Maksud ayat-ayat tersebut agar orang-orang yang melakukan perjanjian agar tunduk dan patuh menepati janji-janji yang mereka buat dalam artian bahwa apabila mereka tidak menepati janji maka mendapat sanksi berupa pertanggung jawaban baik dari sesama mereka yang membuat perjanjian maupun pertanggungjawaban kepada Allah.
Suatu perikatan antara Ijab dan Kabul dengan cara yang dibenarkan oleh Syara' yang menetapkan adanya akibat-akibat hukum pada objeknya. Ijab adalah pernyataan pihak pertama mengenai isi perikatan yang diinginkan, Sedangkan Kabukl adalah pernyataan pihak kedua untuk menerimanya.
Dari pengertian tersebut dapat dikatakan bahwa perjanjian adalah bertemunya penawaran (Ijab) dan penerimaan (Kabul) atau kedua belah pihak telah sepakat tentang objek yang diperjanjikan dan mempunyai akibat hokum yaitu timbulnya hak dan kewajiban dari masing- masingpihak secara sukarela untuk melaksanakan apa yang telah mereka perjanjikan.
Pengertian tentang perjanjian (akad) juga diberikan oleh sumber lainnya, sebagaimana yang dikemukakan Pramudya Puspa,21 bahwa: Perjanjian atau Akad adalah perbuatan seseorang atau lebih dalam mengikatkan dirinya
terhadap orang lain.
Yang dimaksud dengan "Perbuatan" di sini adalah  perbuatan hukum,yang dibagi dalam 2 bentuk, yaitu:

1. Perbuatan Hukum sepihak yaitu perbuatan hukum yang dilakukan dua pihak dan
menimbulkan hak dan kewajiban pada pihak lainnya, seperti:
a. Pembuatan surat wasiat
b. Pemberian hadiah
c. Hibah.

2. Perbuatan hukum dua pihak yaitu perbuatan hukum yang dilakukan dua pihak dan
menimbulkan hak-hak dan kewajiban-kewajiban bagi kedua belah pihak secara timbal
balik, misalnya:
a. Jual beli.
b. Sewa menyewa.
c. Perjanjian kerja.
As-Sanhury mengemukakan bahwa pengertian Akad menurut istilah Fuqaha ialah:
Perikatan antara Ijab dan Qabul secara yang dibenarkan syara' yang menetapkan
keridhaan kedua pihak (sukarela).
Dari pendapat-pendapat tersebut di atas dapat dilihat unsur-unsur yang terdapat dalam
akad adalah :
a. Adanya subjek yaitu satu orang atau lebih;
b. Adanya objek yang diperjanjikan yang didasarkan syariat;
c. Adanya kehendak atau pernyataan baik satu pihak dan atau dua pihak yang saling bertemu (Ijab Qabul) menetapkan keridhaan yang mempunyai akibat hukum.

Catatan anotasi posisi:
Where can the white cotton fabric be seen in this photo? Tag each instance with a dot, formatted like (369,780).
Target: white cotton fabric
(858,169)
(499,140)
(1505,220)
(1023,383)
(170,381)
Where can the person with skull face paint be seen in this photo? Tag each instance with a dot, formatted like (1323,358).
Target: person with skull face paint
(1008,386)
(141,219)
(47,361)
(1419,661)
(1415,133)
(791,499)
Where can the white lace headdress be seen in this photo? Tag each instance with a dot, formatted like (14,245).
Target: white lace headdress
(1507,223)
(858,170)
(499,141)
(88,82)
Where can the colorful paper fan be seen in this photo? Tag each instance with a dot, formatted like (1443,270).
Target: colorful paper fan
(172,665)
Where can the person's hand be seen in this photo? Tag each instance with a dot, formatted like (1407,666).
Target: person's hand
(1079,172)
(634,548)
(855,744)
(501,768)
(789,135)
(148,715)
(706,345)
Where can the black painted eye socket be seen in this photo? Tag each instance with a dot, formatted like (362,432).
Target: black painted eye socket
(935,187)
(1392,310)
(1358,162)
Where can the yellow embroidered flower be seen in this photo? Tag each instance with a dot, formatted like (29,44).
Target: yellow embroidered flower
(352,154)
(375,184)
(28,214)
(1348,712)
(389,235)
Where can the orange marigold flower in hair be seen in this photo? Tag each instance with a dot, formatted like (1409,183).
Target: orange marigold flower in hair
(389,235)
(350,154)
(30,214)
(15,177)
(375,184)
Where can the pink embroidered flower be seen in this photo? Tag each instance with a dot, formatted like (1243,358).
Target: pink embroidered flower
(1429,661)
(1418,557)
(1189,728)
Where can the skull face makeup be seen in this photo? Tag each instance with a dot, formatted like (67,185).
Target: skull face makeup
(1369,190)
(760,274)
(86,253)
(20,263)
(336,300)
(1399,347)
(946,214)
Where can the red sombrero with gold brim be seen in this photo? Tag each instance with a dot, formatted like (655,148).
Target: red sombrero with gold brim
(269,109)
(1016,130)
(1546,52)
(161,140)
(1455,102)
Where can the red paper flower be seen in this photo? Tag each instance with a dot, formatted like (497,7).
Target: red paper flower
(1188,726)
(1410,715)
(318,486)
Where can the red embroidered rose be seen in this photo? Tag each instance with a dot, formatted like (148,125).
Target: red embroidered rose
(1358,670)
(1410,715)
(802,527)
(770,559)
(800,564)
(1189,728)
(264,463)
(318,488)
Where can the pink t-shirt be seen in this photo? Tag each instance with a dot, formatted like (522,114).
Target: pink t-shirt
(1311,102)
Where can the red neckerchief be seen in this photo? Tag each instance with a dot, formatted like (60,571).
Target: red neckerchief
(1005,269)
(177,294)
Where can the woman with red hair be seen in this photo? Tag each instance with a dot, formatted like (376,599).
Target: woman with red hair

*TUGAS TERTULIS*.
a - Dapatkah paragraf dalam teks tentang akad yang diawali "Dari pengertian tersebut dapat dikatakan" ditulis ulang lebih singkat dengan tetap memuat fakta-fakta utamanya?
b - Bisakah Anda melanjutkan teks tentang akad, dimulai setelah kalimat terakhirnya?

*JAWABAN LATIHAN*.
a - Perjanjian terjadi saat penawaran (Ijab) bertemu dengan penerimaan (Kabul), yaitu ketika kedua pihak sepakat tentang objek yang diperjanjikan. Kesepakatan itu berakibat hukum: setiap pihak memperoleh hak dan kewajiban untuk melaksanakan isi perjanjian secara sukarela.

b -
Bank Syariah
Pengertian Bank Syariah
Menurut Dahlan Siamat, Bank Islam atau lazimnya disebut Bank Syariah adalah bank
yang melakukan kegiatan operasionalnya sesuai dengan prinsip syariah yaitu Al-Qur'an dan Al-Hadist.
Warkum Sumitro, menyatakan bahwa Bank Islam berarti:
Bank yang tata cara beroperasinya didasarkan pada tata cara bermuamalah secara Islam,
yakni dengan mengacu kepada ketentuan-ketentuan Al-Qur'an dan Al-Hadist. Dimana dalam operasionalnya bank Islam harus berpedoman kepada bentuk-bentuk usaha yang tidak dilarang oleh Rasulullah atau bentuk-bentuk usaha baru sebagai hasil ijtihad para ulama atau cendikiawan muslim yang tidak menyimpang dari ketentuan Al-Quran dan Al-Hadist.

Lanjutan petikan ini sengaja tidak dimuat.